Quatuor Danel notches up a quarter-century of music-making this year, and celebrates eleven years as artist-in-residence at the University of Manchester, where they work closely with the students, and with musicologists Barry Cooper and David Fanning. Since the group’s inception, they have performed widely, championing new music, and also offering exciting interpretations of the quartet repertoire from Mozart to Shostakovich. Manchester is lucky to have them as regular performers, since they are in demand at concert halls worldwide.

For a spring evening, and the closing concert of their current Manchester season, the quartet chose some traditional crowd-pleasers by Mozart and Beethoven. The setting was their usual haunt, the Cosmo Rodewald Hall at Manchester University’s Martin Harris Centre. This is an intimate space, well-suited to chamber music, so it was disappointing to note that the hall was only half-full. They began with Beethoven’s Opus 18 No. 5, an appetiser for the main course. The playfulness of Beethoven’s writing here, especially in the first allegro movement, was well served by the quartet’s instinctive ensemble playing. Their collective lightness of touch brought out the touches of humour in the piece, aided by some sly glances at the audience from leader Marc Danel. That lightness was balanced by the intensity that all four players brought to the final movement, which was attacked with great panache, and finished with a flourish.

Beethoven, of course, was an admirer of the second piece tonight, Mozart’s no. 18 quartet, K464. Indeed, it is clear that Beethoven to some degree modelled his quartet on the earlier work. According to Beethoven’s biographer Maynard Solomon, Beethoven said that in this quartet Mozart announced to the world “Look what I could produce, if only you were ready for it.” Marc Danel spoke briefly about the relationship between the two pieces before playing the Mozart.
He sees a kind of symbiotic relationship, two geniuses influencing each other. That can’t really be the case, given their respective chronologies, but there is a strong connection between the two works that was clearly brought out in the Quatuor Danel’s dynamic interpretation. These players have been a unit for twenty-five years now, so it’s tempting to see them as a well-oiled machine: they do embody that idea, but that doesn’t do them justice. They are really an organic whole, each part sympathetic to the rest, working as one. It’s exhilarating to see them play so faultlessly, urging each other on with a nod or a glance. In the Mozart particularly, the enjoyment was clear to see, and the flourish with which they completed the long coda at the end conveyed their total involvement in the piece.

## Requirement A:
Answer these questions from the concert review:
(i) In which hall did the quartet give this concert?
(ii) Which Beethoven quartet did they play first?
(iii) Which biographer of Beethoven does the review cite?
## Requirement B:
Go on with the concert review, starting after its last sentence.
The lines below come from a separate dataset and have no connection to the concert review.

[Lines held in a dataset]
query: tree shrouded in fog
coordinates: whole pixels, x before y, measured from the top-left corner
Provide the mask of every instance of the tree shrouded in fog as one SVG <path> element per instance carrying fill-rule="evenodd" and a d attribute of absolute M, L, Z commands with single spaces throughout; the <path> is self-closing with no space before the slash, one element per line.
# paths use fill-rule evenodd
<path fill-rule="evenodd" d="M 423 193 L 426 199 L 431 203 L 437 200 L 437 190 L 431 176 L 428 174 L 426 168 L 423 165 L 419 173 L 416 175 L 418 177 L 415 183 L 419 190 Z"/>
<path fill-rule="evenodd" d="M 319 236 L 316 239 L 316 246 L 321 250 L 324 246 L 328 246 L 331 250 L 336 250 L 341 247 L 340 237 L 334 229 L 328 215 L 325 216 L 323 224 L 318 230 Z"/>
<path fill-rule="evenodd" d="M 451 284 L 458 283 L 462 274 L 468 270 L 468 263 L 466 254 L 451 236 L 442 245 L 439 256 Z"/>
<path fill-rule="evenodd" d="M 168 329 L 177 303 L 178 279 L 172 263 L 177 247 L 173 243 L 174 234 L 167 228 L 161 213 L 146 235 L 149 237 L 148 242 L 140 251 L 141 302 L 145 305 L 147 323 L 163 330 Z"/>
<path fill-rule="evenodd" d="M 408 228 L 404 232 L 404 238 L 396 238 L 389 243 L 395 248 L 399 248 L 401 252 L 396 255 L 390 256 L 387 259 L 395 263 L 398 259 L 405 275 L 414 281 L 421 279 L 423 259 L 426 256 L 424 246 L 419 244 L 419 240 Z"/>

## Final result A:
(i) The Cosmo Rodewald Hall at Manchester University's Martin Harris Centre.
(ii) Beethoven's Opus 18 No. 5.
(iii) Maynard Solomon.

## Final result B:
After the interval, the concert concluded with more Beethoven – his Opus 59 No. 3, one of the ‘Razumovsky’ quartets commissioned by the Russian ambassador in Vienna, who was himself a good amateur violinist, and who maintained a house string quartet at his residence. This was a great choice to finish, as it bursts with energy, and allowed the players to really show off their virtuosity. Beginning with the startlingly modern sounding dissonance that the programme note called a ‘harmonic fog’, the music slowly grows into an exuberant and brilliantly joyous expression of Beethoven’s middle period creativity. The players attacked this with tremendous vigour, with Marc Danel’s first violin a particularly bravura element. His tall, loose-limbed figure contorted, rose and fell on his chair as he flung himself into the action. He was well supported by the steady and thoughtful cello of Iovan Markovitch, whose pizzicato notes in the second movement pinged out satisfyingly over the audience. The group noted Beethoven’s command to play ‘molto allegro’, producing a blistering fourth movement that was exhausting just to watch. The last section was revisited for a well-deserved encore, concluding the quartet’s season in Manchester. They play a series of European dates before returning to Manchester in the autumn for an excitingly innovative series of concerts and collaborations. Anyone with an interest in brilliantly fresh interpretations of the classical and contemporary repertoire should watch out for them.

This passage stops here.